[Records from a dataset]
■ ■ ■ ■ ■

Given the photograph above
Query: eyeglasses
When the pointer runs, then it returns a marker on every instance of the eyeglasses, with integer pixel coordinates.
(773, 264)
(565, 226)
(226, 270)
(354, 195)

■ ■ ■ ■ ■

▶ **TO DO**
Every record above needs to be given again exactly.

▶ **WRITTEN ANSWER**
Given the photograph above
Query: eyeglasses
When the pointer runs, then it returns a marker on every instance of the eyeglasses, with integer pixel coordinates.
(773, 264)
(565, 226)
(226, 270)
(354, 195)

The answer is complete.